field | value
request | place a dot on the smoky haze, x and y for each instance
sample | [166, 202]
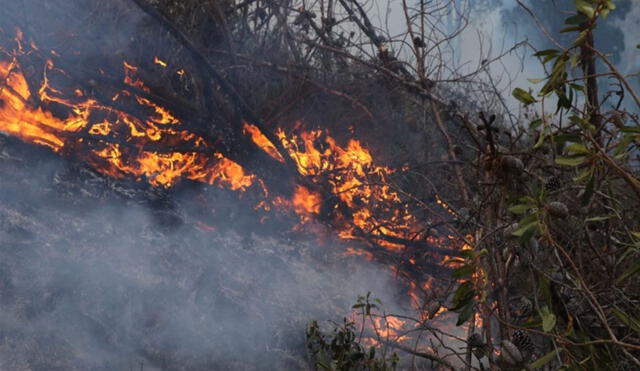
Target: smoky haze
[91, 281]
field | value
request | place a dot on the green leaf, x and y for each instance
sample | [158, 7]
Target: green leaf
[464, 294]
[633, 269]
[588, 191]
[548, 319]
[464, 271]
[633, 323]
[535, 123]
[466, 313]
[582, 176]
[523, 96]
[519, 209]
[527, 231]
[540, 140]
[599, 218]
[585, 8]
[570, 29]
[578, 148]
[570, 161]
[545, 359]
[576, 19]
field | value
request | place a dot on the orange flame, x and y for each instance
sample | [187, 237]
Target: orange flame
[261, 141]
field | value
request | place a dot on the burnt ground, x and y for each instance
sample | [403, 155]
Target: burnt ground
[103, 274]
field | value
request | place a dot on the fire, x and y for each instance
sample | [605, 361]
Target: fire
[118, 139]
[341, 179]
[305, 201]
[356, 181]
[261, 141]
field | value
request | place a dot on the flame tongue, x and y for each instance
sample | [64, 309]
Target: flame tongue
[128, 135]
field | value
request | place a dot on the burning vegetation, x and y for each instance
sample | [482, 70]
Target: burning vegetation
[275, 136]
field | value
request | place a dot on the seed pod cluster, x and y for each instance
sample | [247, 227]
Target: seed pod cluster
[553, 184]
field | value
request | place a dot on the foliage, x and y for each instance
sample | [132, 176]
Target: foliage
[340, 349]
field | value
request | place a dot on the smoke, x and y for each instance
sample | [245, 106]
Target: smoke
[90, 281]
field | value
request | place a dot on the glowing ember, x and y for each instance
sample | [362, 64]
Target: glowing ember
[343, 182]
[355, 180]
[22, 115]
[261, 141]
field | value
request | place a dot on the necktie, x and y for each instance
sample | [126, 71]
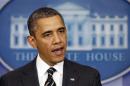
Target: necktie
[50, 81]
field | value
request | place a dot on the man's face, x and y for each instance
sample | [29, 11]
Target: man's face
[50, 39]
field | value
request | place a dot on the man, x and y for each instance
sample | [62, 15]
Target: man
[48, 35]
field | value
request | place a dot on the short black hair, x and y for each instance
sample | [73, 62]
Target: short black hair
[43, 12]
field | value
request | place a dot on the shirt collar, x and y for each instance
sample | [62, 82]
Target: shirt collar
[42, 66]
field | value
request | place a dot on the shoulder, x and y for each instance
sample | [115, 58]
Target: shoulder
[82, 69]
[15, 74]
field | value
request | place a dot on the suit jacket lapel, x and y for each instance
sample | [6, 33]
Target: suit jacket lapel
[70, 75]
[29, 75]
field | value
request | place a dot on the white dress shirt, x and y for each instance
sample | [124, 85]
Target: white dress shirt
[42, 68]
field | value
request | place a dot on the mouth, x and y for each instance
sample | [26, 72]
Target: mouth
[58, 51]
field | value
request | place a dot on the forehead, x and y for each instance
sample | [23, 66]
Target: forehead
[54, 21]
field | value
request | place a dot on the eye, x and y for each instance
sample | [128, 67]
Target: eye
[47, 34]
[61, 30]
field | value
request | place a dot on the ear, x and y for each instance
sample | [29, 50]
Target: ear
[32, 41]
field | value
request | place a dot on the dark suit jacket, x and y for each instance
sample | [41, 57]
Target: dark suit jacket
[73, 75]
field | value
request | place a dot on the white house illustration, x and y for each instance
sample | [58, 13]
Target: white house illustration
[84, 31]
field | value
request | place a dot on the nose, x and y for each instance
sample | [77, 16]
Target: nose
[56, 39]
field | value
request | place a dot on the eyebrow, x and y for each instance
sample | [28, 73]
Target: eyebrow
[61, 28]
[46, 32]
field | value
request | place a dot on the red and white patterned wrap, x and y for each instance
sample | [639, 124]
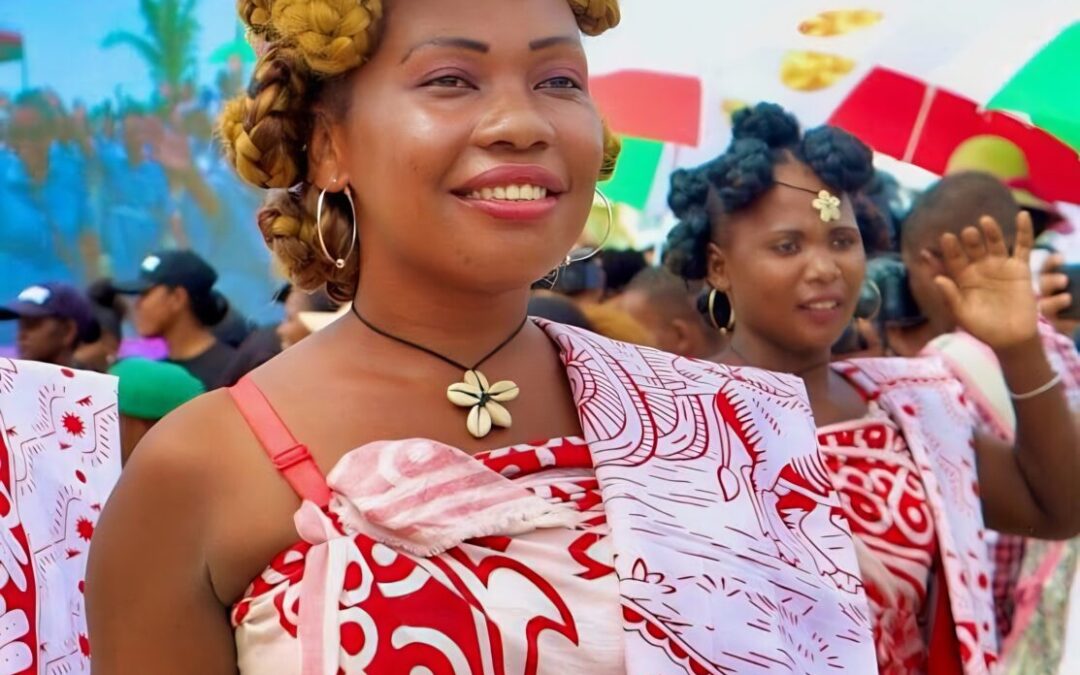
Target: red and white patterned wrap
[694, 530]
[59, 458]
[930, 406]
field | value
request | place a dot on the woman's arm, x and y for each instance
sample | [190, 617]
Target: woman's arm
[1030, 488]
[1033, 487]
[151, 607]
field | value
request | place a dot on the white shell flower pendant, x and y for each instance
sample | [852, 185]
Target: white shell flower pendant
[484, 402]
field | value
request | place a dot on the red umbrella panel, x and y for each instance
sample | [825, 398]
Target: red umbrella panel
[922, 124]
[644, 104]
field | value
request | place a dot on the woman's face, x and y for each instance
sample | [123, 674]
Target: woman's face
[471, 142]
[793, 279]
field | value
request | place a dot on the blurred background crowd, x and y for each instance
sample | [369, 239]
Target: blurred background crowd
[127, 244]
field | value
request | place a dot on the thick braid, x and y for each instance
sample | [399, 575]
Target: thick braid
[595, 16]
[839, 159]
[742, 174]
[333, 36]
[265, 133]
[764, 136]
[685, 252]
[256, 15]
[289, 228]
[767, 122]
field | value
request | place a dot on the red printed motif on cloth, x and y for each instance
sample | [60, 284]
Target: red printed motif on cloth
[59, 458]
[694, 529]
[886, 504]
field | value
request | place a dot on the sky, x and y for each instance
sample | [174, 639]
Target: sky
[63, 38]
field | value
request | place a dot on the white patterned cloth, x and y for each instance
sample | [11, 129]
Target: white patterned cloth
[59, 458]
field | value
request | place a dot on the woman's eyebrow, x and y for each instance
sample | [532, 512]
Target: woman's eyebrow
[462, 43]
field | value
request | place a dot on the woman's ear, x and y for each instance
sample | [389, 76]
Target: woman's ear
[717, 269]
[326, 170]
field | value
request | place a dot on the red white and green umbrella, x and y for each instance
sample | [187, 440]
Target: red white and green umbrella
[1021, 59]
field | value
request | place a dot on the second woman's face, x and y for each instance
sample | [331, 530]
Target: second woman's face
[792, 278]
[471, 140]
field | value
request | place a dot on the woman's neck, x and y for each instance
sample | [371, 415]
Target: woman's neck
[463, 325]
[759, 353]
[187, 339]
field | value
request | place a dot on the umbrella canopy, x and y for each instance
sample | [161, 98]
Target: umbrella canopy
[940, 130]
[995, 53]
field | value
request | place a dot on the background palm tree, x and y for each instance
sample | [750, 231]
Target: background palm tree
[169, 41]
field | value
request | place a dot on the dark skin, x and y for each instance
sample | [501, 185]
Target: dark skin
[48, 339]
[166, 313]
[422, 122]
[775, 256]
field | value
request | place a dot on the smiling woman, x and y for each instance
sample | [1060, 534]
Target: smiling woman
[450, 486]
[769, 224]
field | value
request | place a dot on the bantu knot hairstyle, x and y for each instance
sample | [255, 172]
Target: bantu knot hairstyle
[302, 45]
[763, 136]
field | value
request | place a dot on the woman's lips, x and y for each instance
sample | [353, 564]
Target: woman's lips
[505, 210]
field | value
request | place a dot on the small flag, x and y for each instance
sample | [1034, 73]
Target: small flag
[11, 46]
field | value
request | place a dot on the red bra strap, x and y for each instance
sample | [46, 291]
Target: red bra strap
[289, 457]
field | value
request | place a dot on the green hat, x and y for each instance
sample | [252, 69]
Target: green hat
[153, 389]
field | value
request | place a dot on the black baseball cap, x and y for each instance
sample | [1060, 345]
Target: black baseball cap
[176, 269]
[54, 300]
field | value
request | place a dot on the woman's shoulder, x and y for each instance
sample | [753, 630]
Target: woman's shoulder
[892, 368]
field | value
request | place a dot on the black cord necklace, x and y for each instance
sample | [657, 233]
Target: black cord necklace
[483, 400]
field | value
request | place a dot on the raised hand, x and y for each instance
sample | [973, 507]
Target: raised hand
[989, 291]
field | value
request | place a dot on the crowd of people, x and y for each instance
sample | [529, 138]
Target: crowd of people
[812, 432]
[90, 192]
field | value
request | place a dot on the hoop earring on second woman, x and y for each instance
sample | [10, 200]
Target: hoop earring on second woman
[338, 262]
[607, 234]
[719, 311]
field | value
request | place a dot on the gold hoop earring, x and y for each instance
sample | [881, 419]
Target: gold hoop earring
[730, 324]
[607, 234]
[338, 262]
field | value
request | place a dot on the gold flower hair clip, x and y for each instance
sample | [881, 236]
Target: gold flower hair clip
[826, 203]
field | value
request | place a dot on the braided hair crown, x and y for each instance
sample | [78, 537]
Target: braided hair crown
[301, 44]
[763, 136]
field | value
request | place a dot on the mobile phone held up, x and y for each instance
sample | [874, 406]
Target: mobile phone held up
[1072, 271]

■ EXERCISE PROMPT
Find every line in the data that contains the word "patterned" and copy each of those lines in full.

■ COMPLETED TASK
request | place a dot on the red and white patterned wrap, x and y for each instance
Target: red and white patterned wrap
request | place a dot on the white patterned cloth, x and y for each instance
Target: white patterned cloth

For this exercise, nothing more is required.